Passage présenté

___

Il est frappant que les trois protagonistes "en détachement" sur Los Angeles n’aient pas mis plus de quelques minutes pour interférer sciemment – et lourdement – dans le champ causal, dont l’effet papillon pourrait les éloigner définitivement de la timeline qu’ils s’échinent pourtant à restaurer. Autant les héros ne peuvent être tenus comptables d’interactions qui échappent à leur contrôle, autant lorsque Raffi joue les vigilantes vénales et quand Rios joue au médecin (pour épater la belle Teresa), la série s’enfonce dans le nawak décomplexé (cas bien différent de celui de ST IV The Voyage Home qui tenait du paradoxe de prédestination...).
Mais il faut dire que le degré d’irresponsabilité et d’incontinence des protagonistes se dévoilait déjà au travers des "leçons temporelles" élémentaires (et finalement non respectées) que Picard et Jurati en étaient réduits non sans mal à leur dispenser en amont (à bord de La Sirena). Le voyage temporel est officiellement connu de l’UFP depuis 140 ans, sa mécanique et ses propriétés sont académiquement enseignées, Rios et Musiker sont supposés diplômés de Starfleet Academy, l’expérience de Seven va bien au-delà de la théorie (e.g. ST VOY 05x25 Relativity)… et pourtant, iceux ignorent visiblement ce que le commun des amateurs de SF sait parfaitement aujourd’hui. Idiocratie, quand tu nous tiens…
En outre, pourquoi est-ce que le Markridge Industrial Tower est présenté comme le point culminant de L.A. en 2024... alors que ce gratte-ciel n’existe pas en 2022 et que les scènes ont été tournées au Wilshire Grand Center (que tout familier de la côté ouest reconnaîtra aisément). Ce qui est certain en revanche, c’est le Markridge Group est une compagnie de biotech fondée par Marco C dans la série 12 Monkeys de Terry Matalas... qui aime visiblement s’autoréférencer (dans cet esprit, le Watcher n’est-il pas une clin d’œil au Witness que furent successivement Athan Cole puis Olivia Kirschner dans 12 Monkeys).
De même, au-delà de l’effet de contraste inégalitaire limite kafkaïen (car surplombant le terrain de SDF) et du clin d’œil fan-service (parmi tant d’autres) à la devise trekkienne, pourquoi avoir exhibé des affiches publicitaires « The Europa Mission, to boldly go / The New interplanetary explorer » ? Déjà que ce n’est pas demain la veille que les êtres humains iront sur Mars, mais alors un voyage vers Europa (une des lunes de Jupiter) n’est clairement pas pour 2024 ni les années suivantes.
Visiblement, l’épisode situe délibérément le point d’arrivée du voyage temporel des héros de Picard dans une autre réalité que la nôtre. N’est-ce pas une forme de dérobade ou de lâcheté étant donné les prétentions lourdement moralisantes de la série qui se dessinent déjà dans Picard 02x03 Assimilation et qui vont certainement aller s’accentuant dans les prochains opus ?

___

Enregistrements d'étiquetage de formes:
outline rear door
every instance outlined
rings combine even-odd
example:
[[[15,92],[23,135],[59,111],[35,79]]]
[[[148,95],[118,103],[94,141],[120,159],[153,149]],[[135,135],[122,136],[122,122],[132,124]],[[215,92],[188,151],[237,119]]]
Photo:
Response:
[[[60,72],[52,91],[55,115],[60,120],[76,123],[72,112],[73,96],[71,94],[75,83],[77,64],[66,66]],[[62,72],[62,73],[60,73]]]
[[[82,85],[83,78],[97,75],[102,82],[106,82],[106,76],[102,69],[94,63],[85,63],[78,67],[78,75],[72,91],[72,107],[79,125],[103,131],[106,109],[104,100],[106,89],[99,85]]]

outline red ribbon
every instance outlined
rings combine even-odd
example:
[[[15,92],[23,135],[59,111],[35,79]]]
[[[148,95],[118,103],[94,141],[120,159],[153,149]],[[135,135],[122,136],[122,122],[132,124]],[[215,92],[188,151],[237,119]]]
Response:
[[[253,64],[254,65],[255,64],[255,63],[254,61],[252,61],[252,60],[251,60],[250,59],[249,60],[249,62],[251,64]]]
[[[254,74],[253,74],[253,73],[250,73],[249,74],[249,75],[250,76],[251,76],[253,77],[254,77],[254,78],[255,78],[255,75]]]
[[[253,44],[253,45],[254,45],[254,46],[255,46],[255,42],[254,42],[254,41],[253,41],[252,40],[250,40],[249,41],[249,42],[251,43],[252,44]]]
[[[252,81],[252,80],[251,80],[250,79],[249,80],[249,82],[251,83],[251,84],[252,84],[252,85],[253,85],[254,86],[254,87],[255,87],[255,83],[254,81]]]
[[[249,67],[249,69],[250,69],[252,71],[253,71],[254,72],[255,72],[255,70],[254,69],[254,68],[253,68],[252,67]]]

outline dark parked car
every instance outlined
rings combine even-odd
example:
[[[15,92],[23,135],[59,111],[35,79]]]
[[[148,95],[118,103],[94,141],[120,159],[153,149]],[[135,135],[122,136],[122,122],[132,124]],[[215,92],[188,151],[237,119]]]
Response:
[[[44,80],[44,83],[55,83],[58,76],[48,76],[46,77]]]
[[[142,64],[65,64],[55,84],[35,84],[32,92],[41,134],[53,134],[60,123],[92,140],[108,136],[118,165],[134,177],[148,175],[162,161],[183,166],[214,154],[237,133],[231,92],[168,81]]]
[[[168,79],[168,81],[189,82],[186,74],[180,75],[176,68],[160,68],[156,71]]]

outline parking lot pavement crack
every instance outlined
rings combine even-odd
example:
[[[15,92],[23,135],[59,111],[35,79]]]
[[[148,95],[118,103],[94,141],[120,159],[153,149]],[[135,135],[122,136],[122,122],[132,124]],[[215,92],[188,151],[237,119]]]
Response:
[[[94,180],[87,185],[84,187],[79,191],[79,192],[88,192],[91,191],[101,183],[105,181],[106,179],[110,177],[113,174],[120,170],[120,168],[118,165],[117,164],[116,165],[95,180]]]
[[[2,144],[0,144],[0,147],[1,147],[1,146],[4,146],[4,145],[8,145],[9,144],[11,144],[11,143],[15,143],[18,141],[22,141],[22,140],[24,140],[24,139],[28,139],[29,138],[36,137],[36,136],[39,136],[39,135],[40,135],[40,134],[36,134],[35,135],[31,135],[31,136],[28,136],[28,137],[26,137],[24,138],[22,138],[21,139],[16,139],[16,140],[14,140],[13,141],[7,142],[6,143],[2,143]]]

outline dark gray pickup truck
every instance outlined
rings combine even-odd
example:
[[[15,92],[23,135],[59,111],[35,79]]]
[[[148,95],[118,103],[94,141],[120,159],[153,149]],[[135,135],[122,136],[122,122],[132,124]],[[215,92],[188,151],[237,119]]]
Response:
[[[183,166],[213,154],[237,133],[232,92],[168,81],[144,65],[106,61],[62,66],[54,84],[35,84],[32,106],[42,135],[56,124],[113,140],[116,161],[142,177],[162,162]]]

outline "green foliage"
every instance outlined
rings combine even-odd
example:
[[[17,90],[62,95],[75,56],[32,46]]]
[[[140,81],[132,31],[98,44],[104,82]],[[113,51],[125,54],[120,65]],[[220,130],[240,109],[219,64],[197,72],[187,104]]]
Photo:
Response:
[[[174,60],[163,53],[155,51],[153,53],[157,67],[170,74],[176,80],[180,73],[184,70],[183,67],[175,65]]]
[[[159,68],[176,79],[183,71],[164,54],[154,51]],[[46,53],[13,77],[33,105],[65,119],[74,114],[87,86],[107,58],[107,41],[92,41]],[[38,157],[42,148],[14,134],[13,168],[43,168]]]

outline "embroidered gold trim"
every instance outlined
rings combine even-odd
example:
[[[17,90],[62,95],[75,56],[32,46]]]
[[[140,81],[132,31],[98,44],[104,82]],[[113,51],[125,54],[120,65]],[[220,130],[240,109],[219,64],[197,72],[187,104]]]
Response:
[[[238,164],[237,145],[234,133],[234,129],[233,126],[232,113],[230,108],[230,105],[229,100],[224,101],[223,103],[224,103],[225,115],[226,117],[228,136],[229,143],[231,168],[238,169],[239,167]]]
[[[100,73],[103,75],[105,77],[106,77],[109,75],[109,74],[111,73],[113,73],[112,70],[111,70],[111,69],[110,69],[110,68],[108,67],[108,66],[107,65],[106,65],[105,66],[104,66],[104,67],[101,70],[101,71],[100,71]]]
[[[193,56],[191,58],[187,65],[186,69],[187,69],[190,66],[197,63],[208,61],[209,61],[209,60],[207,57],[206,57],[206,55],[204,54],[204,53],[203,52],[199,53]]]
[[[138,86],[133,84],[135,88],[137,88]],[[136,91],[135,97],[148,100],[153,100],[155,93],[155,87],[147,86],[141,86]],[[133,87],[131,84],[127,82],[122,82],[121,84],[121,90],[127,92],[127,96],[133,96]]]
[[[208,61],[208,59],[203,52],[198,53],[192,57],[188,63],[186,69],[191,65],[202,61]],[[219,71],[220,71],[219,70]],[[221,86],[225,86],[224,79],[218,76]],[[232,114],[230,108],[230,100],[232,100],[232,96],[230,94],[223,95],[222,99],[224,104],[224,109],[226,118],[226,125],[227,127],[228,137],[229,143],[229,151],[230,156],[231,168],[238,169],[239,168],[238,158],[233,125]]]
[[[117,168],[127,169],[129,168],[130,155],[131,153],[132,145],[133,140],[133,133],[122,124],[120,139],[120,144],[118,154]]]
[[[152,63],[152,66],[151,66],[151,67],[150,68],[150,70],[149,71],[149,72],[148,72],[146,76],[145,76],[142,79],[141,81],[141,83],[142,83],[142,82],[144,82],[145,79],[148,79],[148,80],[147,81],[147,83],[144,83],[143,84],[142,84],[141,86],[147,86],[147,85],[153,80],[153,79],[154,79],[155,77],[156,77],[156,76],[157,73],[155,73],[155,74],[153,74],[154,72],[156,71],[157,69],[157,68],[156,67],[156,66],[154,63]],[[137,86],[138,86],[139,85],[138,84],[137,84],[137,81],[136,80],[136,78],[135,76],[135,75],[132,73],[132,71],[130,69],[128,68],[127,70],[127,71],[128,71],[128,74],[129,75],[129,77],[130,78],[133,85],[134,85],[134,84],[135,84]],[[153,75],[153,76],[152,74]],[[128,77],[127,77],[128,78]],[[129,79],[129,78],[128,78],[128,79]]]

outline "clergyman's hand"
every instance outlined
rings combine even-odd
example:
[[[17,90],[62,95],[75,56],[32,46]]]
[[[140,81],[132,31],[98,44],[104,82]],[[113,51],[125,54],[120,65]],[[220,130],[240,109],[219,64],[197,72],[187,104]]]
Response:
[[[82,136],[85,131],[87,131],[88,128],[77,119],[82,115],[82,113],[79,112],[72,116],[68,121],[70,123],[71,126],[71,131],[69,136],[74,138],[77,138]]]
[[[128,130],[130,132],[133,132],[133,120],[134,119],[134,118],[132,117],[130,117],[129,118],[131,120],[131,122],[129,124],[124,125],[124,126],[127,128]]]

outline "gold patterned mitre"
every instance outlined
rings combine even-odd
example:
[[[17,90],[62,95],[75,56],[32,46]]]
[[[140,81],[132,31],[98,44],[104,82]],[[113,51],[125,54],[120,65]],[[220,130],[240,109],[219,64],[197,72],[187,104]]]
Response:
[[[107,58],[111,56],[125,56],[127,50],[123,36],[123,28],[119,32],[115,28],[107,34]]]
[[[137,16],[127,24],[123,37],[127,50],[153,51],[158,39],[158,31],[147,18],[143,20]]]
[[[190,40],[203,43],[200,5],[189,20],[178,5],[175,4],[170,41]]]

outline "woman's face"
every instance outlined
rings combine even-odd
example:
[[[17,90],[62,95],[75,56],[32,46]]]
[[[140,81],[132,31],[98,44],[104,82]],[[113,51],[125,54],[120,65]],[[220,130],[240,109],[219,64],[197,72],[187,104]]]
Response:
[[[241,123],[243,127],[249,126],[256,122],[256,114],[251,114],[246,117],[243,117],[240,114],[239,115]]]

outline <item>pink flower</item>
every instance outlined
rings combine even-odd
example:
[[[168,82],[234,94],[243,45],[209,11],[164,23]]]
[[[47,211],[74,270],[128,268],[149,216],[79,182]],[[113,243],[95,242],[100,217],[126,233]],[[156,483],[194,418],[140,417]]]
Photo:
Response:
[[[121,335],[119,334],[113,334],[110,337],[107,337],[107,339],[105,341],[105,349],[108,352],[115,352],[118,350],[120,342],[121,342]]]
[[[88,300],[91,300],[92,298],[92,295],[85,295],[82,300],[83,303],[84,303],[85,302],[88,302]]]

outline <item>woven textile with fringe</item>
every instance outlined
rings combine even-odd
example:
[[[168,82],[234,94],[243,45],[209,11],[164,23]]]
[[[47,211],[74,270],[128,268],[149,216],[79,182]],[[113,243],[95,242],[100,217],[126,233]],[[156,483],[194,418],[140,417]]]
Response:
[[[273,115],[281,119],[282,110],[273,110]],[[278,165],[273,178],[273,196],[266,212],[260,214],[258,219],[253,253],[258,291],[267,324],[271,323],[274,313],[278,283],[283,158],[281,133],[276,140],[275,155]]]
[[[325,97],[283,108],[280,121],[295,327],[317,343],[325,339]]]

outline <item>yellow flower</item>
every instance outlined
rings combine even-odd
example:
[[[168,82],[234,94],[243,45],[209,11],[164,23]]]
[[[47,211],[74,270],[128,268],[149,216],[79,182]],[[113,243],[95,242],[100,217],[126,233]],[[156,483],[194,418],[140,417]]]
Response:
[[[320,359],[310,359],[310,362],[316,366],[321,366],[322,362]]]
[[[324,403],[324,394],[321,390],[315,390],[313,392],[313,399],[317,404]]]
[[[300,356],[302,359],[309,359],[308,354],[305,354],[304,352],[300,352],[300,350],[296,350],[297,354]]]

___

Exercices
1) Renvoyez le passage sur la série Picard en commençant par « De même, au-delà » et en poursuivant jusqu'à « prochains opus ? ».
2) Pour chacune des affirmations suivantes, dites par oui ou par non si elle concorde avec le passage sur la série Picard, et citez à l'identique les mots du passage qui tranchent. (a) Le voyage temporel est officiellement connu de l'UFP depuis 140 ans. (b) Les scènes montrant la tour ont été tournées au Markridge Industrial Tower. (c) Europa est présentée comme une des lunes de Saturne.

Réponses par exercice
1)
De même, au-delà de l’effet de contraste inégalitaire limite kafkaïen (car surplombant le terrain de SDF) et du clin d’œil fan-service (parmi tant d’autres) à la devise trekkienne, pourquoi avoir exhibé des affiches publicitaires « The Europa Mission, to boldly go / The New interplanetary explorer » ? Déjà que ce n’est pas demain la veille que les êtres humains iront sur Mars, mais alors un voyage vers Europa (une des lunes de Jupiter) n’est clairement pas pour 2024 ni les années suivantes.
Visiblement, l’épisode situe délibérément le point d’arrivée du voyage temporel des héros de Picard dans une autre réalité que la nôtre. N’est-ce pas une forme de dérobade ou de lâcheté étant donné les prétentions lourdement moralisantes de la série qui se dessinent déjà dans Picard 02x03 Assimilation et qui vont certainement aller s’accentuant dans les prochains opus ?

2)
(a) Oui : « Le voyage temporel est officiellement connu de l’UFP depuis 140 ans ».
(b) Non : « les scènes ont été tournées au Wilshire Grand Center ».
(c) Non : « Europa (une des lunes de Jupiter) ».